--- start of EXERCISE INPUTS ---
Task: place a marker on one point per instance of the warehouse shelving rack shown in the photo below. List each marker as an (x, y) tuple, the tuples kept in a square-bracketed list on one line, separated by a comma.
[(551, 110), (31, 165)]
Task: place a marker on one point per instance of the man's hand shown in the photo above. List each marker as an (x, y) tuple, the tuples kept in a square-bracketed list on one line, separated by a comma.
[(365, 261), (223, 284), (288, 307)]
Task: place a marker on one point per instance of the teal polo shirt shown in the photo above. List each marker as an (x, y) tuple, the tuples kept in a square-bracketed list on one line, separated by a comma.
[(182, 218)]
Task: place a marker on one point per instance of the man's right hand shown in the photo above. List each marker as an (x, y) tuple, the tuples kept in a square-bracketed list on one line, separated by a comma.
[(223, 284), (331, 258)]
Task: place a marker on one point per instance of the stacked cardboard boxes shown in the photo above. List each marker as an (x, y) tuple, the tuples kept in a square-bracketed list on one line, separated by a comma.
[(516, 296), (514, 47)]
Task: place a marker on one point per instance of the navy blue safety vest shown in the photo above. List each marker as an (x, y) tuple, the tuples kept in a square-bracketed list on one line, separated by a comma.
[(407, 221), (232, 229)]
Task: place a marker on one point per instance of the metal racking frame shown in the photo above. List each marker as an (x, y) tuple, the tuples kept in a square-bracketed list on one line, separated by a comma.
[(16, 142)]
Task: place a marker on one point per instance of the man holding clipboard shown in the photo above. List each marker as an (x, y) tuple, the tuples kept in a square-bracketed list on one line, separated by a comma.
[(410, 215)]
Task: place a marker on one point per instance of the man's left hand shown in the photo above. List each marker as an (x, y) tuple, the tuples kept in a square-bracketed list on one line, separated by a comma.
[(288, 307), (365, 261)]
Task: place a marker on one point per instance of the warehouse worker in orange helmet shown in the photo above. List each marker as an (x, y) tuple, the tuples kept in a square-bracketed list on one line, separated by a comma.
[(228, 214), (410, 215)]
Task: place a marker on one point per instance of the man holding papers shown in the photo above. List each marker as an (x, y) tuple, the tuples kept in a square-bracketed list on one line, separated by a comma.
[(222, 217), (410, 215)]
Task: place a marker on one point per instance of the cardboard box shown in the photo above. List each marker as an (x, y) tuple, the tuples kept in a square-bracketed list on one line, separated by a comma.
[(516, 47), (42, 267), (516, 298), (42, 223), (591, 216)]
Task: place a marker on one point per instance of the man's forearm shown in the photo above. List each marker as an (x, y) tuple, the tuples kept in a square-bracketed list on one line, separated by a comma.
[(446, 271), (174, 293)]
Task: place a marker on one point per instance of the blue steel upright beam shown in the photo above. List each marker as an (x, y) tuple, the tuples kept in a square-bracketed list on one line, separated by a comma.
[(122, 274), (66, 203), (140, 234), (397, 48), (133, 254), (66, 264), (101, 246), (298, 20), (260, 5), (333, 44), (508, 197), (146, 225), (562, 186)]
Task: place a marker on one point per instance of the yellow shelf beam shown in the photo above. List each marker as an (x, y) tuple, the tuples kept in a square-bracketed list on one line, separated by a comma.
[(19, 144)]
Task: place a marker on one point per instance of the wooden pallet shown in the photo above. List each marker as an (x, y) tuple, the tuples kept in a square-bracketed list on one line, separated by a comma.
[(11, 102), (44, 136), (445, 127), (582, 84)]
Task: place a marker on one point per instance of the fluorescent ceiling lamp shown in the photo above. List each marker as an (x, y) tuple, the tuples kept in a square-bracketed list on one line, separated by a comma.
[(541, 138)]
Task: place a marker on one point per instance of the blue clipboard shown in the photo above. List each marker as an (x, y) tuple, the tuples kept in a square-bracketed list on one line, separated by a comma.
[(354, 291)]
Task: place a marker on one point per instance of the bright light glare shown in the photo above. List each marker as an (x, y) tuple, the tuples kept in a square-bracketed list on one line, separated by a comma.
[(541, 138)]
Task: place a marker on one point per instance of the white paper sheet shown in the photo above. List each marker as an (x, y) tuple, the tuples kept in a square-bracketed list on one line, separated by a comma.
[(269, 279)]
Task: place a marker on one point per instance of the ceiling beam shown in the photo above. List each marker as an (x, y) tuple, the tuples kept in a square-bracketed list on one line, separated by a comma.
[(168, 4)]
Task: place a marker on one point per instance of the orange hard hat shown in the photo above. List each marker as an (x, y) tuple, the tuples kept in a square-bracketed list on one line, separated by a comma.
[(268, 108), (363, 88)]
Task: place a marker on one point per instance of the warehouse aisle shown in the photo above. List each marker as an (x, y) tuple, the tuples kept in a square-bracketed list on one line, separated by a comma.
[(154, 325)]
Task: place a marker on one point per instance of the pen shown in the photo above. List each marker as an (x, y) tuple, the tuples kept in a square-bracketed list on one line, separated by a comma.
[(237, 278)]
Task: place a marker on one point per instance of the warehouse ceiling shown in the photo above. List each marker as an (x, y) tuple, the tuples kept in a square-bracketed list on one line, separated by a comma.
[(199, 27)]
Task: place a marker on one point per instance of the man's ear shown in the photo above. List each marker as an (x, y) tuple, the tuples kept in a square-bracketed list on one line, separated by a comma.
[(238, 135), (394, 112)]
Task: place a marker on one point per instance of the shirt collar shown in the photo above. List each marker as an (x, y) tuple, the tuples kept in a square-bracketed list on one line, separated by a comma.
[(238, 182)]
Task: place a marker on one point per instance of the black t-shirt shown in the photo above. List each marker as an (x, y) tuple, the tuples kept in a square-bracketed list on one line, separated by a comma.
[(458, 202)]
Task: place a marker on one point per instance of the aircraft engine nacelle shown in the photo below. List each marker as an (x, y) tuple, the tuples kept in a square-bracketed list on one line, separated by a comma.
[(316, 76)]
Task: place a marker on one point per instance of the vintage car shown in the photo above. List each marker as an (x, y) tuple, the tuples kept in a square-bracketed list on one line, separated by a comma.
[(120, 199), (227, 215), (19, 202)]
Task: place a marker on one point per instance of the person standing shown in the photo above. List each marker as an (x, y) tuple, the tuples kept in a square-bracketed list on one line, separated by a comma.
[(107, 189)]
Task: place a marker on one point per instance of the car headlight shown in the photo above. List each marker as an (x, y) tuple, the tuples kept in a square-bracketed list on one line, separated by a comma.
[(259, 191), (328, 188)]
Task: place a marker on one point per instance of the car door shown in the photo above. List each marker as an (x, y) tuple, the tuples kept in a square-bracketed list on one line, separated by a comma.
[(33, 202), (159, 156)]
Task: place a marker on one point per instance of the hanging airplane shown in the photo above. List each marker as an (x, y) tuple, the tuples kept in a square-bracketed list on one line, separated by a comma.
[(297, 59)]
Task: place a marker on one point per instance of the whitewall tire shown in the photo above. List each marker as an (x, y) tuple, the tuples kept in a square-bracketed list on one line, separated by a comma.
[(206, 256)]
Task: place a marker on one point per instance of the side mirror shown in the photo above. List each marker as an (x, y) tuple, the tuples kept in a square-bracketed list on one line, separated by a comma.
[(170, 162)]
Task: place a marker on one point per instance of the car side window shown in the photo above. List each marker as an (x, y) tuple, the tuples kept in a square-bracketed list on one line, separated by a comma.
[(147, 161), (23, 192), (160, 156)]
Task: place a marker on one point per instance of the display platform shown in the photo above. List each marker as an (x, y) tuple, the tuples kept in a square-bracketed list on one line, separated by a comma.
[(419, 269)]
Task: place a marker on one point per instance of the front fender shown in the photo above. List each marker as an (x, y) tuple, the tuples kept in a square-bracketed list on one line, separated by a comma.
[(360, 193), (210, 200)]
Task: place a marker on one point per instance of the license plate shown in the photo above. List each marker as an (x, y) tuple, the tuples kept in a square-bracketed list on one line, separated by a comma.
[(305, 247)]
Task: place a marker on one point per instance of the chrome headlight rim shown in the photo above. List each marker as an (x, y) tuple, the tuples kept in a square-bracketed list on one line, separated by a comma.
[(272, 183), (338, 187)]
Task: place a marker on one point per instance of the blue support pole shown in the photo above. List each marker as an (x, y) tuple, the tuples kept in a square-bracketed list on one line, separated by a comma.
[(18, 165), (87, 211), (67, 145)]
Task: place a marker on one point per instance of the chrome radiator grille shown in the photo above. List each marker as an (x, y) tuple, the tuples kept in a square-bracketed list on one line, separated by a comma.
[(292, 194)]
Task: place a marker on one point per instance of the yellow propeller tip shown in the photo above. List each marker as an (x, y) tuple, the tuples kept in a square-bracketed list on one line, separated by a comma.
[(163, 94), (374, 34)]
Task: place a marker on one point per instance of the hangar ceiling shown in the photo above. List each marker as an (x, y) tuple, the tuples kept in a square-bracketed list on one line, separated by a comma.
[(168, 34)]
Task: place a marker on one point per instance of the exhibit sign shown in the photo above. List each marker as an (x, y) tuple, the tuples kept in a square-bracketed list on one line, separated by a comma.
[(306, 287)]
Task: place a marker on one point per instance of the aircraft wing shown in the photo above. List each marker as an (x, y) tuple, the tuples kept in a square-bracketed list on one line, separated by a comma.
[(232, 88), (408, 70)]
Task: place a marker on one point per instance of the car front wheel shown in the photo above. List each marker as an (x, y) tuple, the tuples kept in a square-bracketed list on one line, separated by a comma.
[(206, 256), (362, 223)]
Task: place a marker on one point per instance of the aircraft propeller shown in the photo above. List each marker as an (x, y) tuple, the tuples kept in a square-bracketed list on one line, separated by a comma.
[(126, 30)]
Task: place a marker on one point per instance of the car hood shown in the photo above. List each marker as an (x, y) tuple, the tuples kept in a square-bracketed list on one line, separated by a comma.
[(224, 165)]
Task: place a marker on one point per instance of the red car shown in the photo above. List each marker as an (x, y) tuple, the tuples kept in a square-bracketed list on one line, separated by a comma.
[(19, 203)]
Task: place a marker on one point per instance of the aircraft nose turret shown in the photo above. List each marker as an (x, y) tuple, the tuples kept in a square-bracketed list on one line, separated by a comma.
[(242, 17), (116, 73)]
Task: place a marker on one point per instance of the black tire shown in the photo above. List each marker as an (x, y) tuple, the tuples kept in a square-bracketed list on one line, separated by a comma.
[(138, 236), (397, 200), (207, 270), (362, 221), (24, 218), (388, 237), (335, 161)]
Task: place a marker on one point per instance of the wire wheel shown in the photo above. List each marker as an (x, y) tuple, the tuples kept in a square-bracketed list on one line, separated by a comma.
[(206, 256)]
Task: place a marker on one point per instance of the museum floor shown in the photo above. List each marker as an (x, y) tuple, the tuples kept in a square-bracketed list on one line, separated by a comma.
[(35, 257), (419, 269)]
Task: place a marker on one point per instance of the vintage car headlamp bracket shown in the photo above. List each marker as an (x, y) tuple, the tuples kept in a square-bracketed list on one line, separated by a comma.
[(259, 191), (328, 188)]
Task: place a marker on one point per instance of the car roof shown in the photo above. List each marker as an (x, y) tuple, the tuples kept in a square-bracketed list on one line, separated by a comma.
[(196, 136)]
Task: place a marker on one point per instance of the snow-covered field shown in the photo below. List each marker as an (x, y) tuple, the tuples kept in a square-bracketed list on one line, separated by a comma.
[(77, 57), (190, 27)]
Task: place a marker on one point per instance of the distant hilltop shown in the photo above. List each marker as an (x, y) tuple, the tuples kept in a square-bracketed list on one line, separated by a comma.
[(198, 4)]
--- end of EXERCISE INPUTS ---
EXERCISE REQUIREMENTS: Lay out the part of the entries that opens with the line containing "the warehouse ceiling" and closes with the line containing "[(199, 27)]", both included, as a numbered list, leaving out blank lines.

RESPONSE FOR THIS EXERCISE:
1. Task: place a marker on one point per instance of the warehouse ceiling shown in the photo above. List each marker as an (x, y) tuple, the tuples kept in a square-bracketed list on one line, separated by a comma.
2. [(199, 27)]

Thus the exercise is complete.